SET PROBLEM: How many lines of the records below contain the word "blonde"? Reply with the number alone.

SUPPLIED MATERIAL:
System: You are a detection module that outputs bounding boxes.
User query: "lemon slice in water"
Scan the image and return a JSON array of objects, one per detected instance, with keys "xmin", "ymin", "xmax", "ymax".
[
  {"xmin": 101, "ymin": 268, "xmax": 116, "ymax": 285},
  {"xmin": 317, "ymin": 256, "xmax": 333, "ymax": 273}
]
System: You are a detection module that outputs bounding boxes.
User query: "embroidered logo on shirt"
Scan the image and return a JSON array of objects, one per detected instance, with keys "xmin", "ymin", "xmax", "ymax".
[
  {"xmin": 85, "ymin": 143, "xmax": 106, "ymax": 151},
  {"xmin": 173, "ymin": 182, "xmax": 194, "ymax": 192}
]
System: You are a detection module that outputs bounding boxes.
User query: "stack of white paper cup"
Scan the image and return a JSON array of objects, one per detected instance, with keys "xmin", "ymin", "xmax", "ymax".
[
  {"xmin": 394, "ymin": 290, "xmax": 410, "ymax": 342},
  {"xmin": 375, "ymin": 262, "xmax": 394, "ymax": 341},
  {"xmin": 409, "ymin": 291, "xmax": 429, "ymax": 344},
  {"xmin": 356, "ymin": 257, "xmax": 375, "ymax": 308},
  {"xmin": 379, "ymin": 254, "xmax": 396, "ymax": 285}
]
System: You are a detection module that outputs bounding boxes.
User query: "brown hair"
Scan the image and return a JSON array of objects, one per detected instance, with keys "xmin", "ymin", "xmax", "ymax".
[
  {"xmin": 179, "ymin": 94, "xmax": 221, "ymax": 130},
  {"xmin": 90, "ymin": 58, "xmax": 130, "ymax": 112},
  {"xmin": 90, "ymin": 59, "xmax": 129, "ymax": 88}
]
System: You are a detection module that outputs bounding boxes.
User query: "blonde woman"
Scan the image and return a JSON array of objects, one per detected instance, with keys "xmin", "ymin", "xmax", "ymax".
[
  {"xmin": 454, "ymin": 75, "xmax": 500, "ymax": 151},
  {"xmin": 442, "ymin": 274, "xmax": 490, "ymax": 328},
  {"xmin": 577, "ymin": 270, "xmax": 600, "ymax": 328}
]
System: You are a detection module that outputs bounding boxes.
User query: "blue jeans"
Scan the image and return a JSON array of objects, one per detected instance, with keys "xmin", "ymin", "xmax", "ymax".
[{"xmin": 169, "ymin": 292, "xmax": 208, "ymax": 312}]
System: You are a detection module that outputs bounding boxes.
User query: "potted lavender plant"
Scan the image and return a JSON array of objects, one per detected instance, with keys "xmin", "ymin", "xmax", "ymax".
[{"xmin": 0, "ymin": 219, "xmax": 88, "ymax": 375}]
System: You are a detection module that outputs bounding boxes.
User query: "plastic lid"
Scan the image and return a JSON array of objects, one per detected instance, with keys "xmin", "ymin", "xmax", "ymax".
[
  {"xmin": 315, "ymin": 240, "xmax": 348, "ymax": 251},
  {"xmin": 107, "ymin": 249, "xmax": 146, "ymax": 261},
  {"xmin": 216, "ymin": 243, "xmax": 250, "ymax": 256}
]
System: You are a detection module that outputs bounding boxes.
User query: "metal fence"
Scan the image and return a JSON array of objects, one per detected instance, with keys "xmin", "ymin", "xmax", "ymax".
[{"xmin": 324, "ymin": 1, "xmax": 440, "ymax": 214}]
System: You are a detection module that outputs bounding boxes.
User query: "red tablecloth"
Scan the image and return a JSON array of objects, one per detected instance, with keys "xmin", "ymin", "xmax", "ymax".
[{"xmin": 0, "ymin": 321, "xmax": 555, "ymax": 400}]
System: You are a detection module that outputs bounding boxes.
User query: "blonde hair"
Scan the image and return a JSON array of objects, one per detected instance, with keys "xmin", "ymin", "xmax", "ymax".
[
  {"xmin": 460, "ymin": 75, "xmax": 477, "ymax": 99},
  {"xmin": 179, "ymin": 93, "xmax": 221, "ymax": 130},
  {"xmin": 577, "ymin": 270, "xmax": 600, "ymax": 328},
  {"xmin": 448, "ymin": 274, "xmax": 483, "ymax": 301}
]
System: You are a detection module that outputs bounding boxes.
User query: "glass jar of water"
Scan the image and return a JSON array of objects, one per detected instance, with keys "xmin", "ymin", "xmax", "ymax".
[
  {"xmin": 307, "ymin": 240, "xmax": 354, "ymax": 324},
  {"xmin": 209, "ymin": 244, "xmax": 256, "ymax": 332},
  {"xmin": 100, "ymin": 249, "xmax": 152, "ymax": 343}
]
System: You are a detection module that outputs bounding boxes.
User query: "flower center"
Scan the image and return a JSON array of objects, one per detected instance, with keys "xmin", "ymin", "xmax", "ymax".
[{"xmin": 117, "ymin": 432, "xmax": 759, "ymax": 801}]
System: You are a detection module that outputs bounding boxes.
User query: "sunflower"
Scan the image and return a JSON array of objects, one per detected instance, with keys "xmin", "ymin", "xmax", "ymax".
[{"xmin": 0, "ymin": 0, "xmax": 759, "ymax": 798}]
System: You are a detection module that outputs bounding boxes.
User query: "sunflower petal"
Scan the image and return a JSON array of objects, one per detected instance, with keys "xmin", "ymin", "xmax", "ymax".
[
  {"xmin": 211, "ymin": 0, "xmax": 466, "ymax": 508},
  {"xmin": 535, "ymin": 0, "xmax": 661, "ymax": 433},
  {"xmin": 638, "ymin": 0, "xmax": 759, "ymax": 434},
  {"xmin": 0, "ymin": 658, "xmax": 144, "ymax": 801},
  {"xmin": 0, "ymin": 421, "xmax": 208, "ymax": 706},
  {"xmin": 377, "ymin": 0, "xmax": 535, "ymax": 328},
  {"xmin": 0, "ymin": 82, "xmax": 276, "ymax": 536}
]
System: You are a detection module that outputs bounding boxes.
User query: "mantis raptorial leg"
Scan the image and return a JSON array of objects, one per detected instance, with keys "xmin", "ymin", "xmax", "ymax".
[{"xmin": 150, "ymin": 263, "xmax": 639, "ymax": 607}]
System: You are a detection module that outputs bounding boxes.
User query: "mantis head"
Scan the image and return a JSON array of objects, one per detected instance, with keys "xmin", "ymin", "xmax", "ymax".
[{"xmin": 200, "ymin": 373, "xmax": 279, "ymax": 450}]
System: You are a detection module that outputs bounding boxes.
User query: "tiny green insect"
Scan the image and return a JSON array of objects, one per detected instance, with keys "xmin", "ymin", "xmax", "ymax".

WRITTEN RESPONSE: 2